PROBLEM 1:
Using the text on Shoal Bass, explain in one to three sentences why the species is much worse off in the Chattahoochee River.
PROBLEM 2:
According to the text on Shoal Bass, how many individual fish were followed during the 18 months of tracking?

-------- DOCUMENT EXTRACT

Regardless of why we are paying attention to them, attempting to keep native riverine predators present in our flowing aquatic systems can only be a good thing.
The Shoal Bass (Micropterus cataractae) is a focal species for research and conservation efforts because it’s considered imperiled throughout its native range (the Apalachicola-Chattahoochee-Flint River basin), having faced population loss and decline throughout. The largest hit has been at the fringes of its range and in mainstem portions of the river near reservoirs. Being a habitat specialist, they just do not do well in reservoir-like conditions and are thus much worse off in the Chattahoochee River where there are 14 impoundments within the mainstem. Spawning habitat loss has also contributed to drops in recruitment and effective population levels. Potentially most alarming is the introduction of non-native bass into these waters where fish hybridize and wash out the genetic integrity of distinct species. (This is a much-needed topic for a future blog!)
I recently completed my MS at Auburn University where I studied Shoal Bass movement and habitat use within two Chattahoochee River tributaries using radio telemetry and side-scan sonar. We implanted radio tags in adult Shoal Bass and tracked their movements for a year and a half.
The two populations we looked at are considered viable and are not supplemented with stocked fish. Having spent 18 months on the water with 58 individuals, I can confirm and reaffirm what’s been found elsewhere within the Fall Line region: Shoal Bass move around seasonally and tend to congregate in rocky shoals with swift flows during spring months. The fact that 90% of our tagged fish migrated into these shallow rocky shoals in the spring and migrated out in the summer strongly suggests a seasonal preference for this specific type of habitat.
Young-of-year Shoal Bass were also collected from these areas, but recruitment seemed to differ with varying seasonal flows. High spring flows appeared to support greater levels of recruitment than low. While some pertinent and pressing questions were answered, as with all research, investigating one question opens the door to five more that suddenly seem to materialize. The results of this study will help us take another step forward in restoring populations and protecting habitat for this fish within non-impounded Fall Line tributaries. Let the good times roll!
We made it through the ten-mile paddle and begin to encounter our takeout location. All fish have been located today – even #591. She had moved down into the mile-long shoal complex along with eight others. I get that familiar melancholy feeling of the day’s journey ending, and our canoe slows down as it skates over the sleek sandy shoreline and comes to a stop.
This is the ever-familiar feeling that NOW the trip has been sealed and we must go back to traveling by road. We stand up, stretch, gather our things, and begin hauling gear up to the truck. Last thing to grab is the clipboard and I quickly review who we found and who decided to be elusive today. In the truck, heading home, my curiosity and wonder peaks for the next group of fish – knowing the answers will slowly be revealed as we get back on the water tomorrow.
Author: Amy Cottrell is a recent graduate of Auburn University’s School of Fisheries, Aquaculture and Aquatic Sciences. She currently works as a Fisheries Biologist II for Georgia DNR.

----------------
-------- EXTRACTED RECORDS

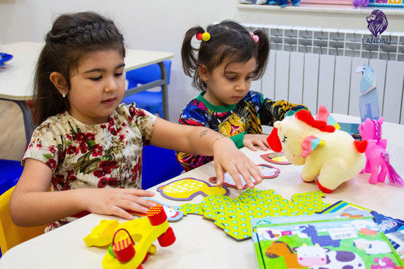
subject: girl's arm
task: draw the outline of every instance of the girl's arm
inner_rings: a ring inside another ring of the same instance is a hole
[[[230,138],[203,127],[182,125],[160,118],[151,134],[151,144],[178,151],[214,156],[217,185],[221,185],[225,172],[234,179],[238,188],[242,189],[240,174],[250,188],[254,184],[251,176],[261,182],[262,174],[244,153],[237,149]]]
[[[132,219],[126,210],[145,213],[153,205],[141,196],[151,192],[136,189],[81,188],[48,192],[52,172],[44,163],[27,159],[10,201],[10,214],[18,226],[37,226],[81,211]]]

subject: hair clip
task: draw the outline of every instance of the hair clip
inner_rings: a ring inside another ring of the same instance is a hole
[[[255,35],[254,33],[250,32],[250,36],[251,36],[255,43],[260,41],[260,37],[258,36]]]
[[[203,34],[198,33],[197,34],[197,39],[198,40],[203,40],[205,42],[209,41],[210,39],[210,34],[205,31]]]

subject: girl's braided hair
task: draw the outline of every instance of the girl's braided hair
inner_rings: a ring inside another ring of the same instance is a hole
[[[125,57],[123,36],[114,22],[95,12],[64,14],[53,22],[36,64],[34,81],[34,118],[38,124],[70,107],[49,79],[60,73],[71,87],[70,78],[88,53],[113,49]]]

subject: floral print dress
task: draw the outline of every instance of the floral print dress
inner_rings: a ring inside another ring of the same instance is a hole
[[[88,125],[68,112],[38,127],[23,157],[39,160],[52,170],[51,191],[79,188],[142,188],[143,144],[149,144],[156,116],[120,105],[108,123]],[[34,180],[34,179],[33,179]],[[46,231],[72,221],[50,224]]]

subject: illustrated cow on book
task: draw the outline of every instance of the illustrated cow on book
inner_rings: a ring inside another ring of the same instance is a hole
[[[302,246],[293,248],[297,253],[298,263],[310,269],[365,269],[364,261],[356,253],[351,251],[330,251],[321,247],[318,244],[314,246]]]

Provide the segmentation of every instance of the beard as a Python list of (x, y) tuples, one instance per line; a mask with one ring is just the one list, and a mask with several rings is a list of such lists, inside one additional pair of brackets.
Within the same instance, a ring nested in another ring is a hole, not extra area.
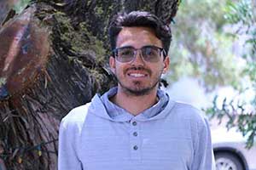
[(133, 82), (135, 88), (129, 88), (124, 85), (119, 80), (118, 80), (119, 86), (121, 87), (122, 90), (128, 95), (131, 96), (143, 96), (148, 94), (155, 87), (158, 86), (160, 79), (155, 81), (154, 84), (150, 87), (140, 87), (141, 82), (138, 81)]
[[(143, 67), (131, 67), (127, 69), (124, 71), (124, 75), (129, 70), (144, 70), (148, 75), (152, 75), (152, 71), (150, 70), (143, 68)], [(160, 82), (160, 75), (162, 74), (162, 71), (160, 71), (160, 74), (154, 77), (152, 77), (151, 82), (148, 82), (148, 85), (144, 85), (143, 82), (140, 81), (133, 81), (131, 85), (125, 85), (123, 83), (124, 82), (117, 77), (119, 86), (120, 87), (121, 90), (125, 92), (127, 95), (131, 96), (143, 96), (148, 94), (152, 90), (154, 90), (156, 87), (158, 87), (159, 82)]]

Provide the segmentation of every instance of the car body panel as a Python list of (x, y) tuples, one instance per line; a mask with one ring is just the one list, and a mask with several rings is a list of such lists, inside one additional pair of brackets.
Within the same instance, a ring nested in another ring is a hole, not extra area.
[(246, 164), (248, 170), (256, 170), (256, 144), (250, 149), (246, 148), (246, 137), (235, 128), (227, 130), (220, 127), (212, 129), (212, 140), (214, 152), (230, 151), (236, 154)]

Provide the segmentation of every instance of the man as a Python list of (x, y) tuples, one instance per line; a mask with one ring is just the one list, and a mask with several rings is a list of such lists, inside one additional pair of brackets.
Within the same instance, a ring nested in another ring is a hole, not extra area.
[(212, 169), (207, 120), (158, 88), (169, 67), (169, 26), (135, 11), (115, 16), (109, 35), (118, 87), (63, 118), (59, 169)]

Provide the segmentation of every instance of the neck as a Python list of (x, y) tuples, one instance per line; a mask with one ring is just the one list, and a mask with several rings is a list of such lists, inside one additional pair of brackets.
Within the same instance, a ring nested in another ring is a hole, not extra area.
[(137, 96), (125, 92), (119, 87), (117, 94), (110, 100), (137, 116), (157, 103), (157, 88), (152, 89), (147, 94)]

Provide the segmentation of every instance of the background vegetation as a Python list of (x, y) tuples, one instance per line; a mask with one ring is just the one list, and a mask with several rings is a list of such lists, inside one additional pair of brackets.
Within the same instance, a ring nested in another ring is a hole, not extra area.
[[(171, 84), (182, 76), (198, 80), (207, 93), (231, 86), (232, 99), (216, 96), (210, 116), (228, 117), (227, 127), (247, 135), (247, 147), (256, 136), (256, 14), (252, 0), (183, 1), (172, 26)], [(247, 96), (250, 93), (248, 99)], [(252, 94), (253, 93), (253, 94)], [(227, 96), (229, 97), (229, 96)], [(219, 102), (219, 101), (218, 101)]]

----------------
-------- EXTRACTED RECORDS

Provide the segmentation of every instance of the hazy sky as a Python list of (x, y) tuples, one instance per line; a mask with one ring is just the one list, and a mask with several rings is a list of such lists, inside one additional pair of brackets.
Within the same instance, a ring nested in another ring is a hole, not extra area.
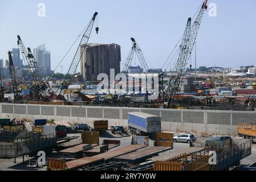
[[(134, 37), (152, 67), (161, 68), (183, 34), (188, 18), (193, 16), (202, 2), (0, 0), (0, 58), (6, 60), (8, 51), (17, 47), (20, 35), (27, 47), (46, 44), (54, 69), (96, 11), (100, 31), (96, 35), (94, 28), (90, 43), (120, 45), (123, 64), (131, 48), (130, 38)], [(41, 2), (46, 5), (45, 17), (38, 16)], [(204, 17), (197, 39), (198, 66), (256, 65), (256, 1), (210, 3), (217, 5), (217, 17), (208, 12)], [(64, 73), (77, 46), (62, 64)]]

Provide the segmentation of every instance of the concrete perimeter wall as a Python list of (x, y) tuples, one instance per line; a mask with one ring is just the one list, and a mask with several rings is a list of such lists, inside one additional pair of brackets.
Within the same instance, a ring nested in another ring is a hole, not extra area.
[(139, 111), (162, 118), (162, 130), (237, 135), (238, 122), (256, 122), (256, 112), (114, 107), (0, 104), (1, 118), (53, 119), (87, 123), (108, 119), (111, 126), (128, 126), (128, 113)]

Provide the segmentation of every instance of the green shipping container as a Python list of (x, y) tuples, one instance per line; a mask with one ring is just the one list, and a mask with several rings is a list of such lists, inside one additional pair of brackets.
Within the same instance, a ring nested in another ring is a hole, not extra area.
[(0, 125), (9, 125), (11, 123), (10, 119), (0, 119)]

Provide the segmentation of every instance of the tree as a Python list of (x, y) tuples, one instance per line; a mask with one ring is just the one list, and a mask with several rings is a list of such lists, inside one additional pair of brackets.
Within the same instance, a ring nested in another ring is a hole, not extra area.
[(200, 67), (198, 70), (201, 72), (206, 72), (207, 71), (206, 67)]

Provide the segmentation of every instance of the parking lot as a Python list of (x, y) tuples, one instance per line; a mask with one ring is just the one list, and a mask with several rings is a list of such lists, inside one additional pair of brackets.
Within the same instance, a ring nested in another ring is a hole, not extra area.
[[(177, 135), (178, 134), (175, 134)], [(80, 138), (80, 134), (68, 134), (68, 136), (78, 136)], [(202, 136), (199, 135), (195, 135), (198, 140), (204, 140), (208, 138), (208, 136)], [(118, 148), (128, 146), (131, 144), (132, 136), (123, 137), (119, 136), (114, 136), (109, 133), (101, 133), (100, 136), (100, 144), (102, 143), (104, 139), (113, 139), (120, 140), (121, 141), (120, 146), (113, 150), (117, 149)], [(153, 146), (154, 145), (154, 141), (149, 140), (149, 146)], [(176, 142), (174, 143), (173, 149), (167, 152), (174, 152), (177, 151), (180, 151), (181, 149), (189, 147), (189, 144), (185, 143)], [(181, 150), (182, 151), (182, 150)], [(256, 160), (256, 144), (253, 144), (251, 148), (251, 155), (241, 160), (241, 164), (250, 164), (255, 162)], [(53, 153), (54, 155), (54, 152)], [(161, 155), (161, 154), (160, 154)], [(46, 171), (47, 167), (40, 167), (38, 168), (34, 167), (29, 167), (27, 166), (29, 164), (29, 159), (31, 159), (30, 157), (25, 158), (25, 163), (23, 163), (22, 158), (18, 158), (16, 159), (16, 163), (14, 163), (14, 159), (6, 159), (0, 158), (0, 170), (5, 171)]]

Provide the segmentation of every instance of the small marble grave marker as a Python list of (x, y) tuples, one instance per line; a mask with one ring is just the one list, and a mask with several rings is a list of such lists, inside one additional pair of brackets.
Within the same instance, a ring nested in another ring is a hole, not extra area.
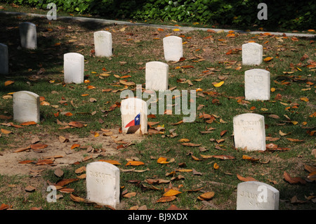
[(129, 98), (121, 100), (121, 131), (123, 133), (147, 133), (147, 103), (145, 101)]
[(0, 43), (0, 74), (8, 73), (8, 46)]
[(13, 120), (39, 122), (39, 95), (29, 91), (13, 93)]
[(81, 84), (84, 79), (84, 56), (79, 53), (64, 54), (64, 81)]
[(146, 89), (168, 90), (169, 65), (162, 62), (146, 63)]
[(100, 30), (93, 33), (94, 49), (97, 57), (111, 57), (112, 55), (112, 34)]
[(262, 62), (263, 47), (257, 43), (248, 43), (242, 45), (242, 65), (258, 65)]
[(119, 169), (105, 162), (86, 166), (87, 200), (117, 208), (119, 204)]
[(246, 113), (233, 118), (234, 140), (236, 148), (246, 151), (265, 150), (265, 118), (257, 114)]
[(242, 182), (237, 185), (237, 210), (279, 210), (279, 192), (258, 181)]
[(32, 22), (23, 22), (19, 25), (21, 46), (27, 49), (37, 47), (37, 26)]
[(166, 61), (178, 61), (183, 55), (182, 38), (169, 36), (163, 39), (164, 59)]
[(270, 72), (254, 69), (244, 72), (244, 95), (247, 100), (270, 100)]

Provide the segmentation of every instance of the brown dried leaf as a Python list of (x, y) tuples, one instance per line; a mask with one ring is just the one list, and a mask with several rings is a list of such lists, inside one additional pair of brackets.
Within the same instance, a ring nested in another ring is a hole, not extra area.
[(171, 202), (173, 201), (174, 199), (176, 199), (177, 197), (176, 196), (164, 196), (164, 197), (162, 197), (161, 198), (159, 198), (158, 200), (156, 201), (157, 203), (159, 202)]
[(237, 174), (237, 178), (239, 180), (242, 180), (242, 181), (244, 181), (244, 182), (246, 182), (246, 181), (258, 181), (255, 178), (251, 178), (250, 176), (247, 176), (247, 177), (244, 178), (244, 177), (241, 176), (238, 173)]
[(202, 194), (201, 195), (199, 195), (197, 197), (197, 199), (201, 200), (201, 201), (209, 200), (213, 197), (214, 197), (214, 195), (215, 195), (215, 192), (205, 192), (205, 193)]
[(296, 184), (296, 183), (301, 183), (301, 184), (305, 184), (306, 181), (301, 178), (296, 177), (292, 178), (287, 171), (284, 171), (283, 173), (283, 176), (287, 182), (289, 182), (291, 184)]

----------------
-------- EXTRACTED RECORDS

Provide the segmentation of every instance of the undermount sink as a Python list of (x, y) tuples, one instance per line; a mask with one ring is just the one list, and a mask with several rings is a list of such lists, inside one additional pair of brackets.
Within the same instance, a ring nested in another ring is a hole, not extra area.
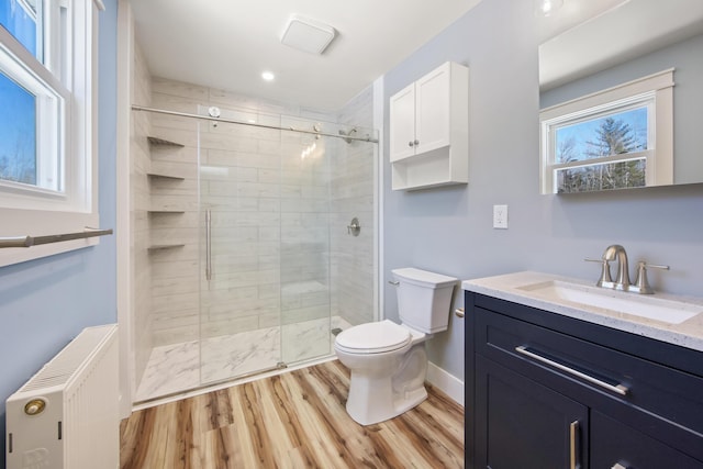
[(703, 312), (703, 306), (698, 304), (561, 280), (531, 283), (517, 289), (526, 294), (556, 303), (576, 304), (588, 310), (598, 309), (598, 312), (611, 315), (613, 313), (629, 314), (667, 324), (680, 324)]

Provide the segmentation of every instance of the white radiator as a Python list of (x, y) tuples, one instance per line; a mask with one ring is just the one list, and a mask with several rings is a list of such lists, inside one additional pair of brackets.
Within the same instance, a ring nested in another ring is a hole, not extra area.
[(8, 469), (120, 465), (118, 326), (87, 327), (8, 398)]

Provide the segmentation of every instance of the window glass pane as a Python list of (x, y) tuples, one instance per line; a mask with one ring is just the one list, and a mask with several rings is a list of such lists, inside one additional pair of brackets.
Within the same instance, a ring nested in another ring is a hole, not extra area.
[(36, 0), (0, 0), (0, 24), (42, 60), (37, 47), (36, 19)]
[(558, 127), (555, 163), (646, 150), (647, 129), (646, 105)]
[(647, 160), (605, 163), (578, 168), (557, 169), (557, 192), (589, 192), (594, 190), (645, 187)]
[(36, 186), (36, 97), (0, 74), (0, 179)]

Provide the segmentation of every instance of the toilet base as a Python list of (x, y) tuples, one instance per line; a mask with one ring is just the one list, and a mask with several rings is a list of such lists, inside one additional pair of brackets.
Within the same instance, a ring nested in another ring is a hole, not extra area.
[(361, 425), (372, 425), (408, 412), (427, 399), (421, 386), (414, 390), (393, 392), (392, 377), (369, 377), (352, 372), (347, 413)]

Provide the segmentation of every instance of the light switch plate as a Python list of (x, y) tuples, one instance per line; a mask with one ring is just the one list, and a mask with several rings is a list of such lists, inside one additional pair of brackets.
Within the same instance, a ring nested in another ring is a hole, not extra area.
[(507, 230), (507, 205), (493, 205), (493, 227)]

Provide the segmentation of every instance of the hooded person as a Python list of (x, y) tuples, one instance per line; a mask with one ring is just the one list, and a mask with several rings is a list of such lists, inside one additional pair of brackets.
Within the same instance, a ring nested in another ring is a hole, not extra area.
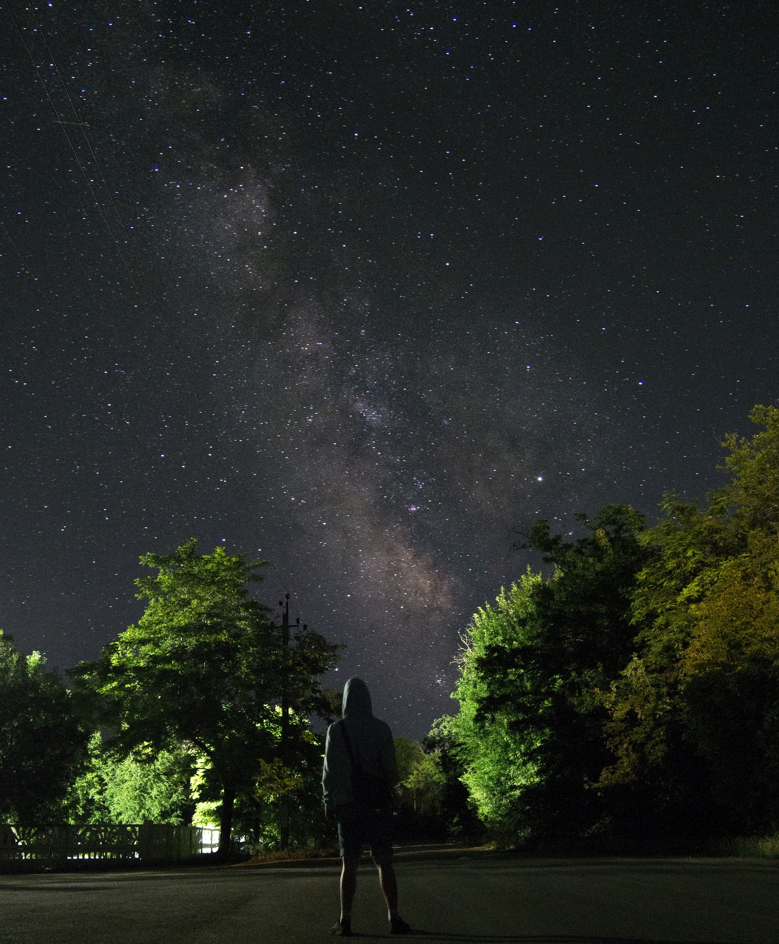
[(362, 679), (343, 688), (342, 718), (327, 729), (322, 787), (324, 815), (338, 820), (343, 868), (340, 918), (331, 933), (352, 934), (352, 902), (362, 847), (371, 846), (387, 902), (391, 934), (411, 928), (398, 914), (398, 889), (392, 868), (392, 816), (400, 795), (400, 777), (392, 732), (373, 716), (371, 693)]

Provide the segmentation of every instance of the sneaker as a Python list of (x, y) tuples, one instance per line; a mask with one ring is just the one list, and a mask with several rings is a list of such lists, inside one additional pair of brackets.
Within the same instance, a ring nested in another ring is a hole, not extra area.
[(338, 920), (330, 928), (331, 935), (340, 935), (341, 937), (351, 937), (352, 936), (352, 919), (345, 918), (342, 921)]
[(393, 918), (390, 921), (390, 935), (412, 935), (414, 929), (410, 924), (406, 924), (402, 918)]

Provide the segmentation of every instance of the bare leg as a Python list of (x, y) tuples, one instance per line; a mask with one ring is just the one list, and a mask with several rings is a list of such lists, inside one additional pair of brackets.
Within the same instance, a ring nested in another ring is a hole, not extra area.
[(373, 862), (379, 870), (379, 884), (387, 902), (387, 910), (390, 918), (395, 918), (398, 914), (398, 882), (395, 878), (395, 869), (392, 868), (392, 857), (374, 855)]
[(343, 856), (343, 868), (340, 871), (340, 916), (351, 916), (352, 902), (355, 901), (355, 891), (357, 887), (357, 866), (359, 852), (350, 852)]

----------------

TASK SOLUTION 1:
Shoal Bass are habitat specialists that do not do well in reservoir-like conditions. The Chattahoochee River has 14 impoundments within its mainstem, so the species fares much worse there.

TASK SOLUTION 2:
58 individuals.